**Passage:**
By: Russell James III, J.D., Ph.D.

6. INCOME LIMITATIONS ON CHARITABLE DEDUCTIONS, Part 1 of 3

Links to previous sections of book are found at the end of each section.

This chapter will review income limits on charitable deductions.  This is, unfortunately, a potentially confusing and challenging area of gift planning.  There are a variety of different limitations on charitable deductions, depending upon the nature of the gift and the recipient.  Even more complex are the rules for how these different limitations interact in the current and future years.  As much as possible, this chapter will attempt to simplify, summarize, and visualize these rules in a way that makes them as understandable as possible.  Nevertheless, the reader must recognize that this is a difficult area of charitable tax law and it understanding may require some effort.
Why is all of this effort justified?  Very little wealth in this country is held in the form of cash or cash equivalents like checking accounts, savings accounts, or money market accounts.  If an advisor or fundraiser wants to be involved with large charitable transactions, he or she must understand how to work with gifts of assets rather than just working with cash.  These income limitations rules are particularly critical issues for gifts of assets.  A fundamental expectation for any advisor or fundraiser who is going to suggest the charitable transfer of an asset is, at the very least, to understand what charitable deduction that transfer will generate.  The first step in that process is to understand how the asset will be valued for purposes of the charitable deduction.  (That topic is covered in the chapter on valuation of charitable gifts of property.) The second step in that process is to understand when those charitable deductions can be used, when they must be carried forward into the future years, and when they may be lost altogether.  (This is the topic of the current chapter.) Although the process of understanding the rules for both steps can be a real challenge, this understanding is a clear prerequisite to intelligently recommending substantial gifts of assets.  It is simply not appropriate to recommend a gift of substantial assets while having no understanding of the charitable deductions that will be generated or whether or not those deductions can even be used.  The fundamental importance of this understanding as a prerequisite to encouraging large gifts of assets justifies learning the rules on income limitations for charitable deductions.

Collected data
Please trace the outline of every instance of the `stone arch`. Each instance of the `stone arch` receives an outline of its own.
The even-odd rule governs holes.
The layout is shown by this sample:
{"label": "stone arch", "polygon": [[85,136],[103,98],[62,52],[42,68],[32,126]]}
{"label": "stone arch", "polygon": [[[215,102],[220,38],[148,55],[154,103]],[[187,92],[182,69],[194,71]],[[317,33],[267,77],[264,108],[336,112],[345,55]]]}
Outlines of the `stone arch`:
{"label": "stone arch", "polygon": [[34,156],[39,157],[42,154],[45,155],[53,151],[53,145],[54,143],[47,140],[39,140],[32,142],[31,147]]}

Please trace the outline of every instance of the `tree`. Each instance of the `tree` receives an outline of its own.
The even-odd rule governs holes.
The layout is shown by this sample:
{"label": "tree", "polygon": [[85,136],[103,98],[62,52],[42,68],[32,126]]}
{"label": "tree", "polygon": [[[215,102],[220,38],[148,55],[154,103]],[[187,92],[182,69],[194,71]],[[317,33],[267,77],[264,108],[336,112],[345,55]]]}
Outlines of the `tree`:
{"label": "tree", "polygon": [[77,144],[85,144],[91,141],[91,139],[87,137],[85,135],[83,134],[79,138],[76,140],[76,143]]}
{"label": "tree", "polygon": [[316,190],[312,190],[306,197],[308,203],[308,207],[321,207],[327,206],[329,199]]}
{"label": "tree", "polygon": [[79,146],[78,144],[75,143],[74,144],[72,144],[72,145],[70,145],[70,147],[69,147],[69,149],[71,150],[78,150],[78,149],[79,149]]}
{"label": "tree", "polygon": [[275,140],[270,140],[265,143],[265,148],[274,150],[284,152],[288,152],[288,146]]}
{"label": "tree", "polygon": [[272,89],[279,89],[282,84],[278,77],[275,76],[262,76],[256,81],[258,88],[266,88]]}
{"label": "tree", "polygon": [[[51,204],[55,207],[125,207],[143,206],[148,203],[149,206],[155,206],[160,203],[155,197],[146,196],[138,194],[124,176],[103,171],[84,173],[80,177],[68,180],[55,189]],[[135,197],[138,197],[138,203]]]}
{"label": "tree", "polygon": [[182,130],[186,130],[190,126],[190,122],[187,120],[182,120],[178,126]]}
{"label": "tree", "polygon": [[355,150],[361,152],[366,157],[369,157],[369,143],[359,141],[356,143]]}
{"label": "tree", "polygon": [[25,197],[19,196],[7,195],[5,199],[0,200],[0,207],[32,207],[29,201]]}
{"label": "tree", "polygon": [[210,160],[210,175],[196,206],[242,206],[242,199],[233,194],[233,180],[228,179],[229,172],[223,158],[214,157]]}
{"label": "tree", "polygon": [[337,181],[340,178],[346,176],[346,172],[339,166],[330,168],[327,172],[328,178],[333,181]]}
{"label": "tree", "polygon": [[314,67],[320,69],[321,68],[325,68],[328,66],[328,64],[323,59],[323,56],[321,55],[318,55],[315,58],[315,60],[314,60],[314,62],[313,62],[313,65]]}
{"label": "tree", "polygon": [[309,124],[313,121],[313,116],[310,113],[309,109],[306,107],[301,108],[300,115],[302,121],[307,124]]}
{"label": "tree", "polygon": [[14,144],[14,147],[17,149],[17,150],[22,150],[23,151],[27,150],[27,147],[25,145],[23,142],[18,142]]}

**Written request:**
In the passage on income limits for charitable deductions:
(a) Where are links to previous sections of the book found?
(b) In what form is very little wealth in this country held?
(c) What is the first step in understanding what charitable deduction an asset transfer will generate?
The entries above are not needed for anything asked here.

**Exercise response:**
(a) At the end of each section.
(b) Cash or cash equivalents like checking accounts, savings accounts, or money market accounts.
(c) Understanding how the asset will be valued for purposes of the charitable deduction.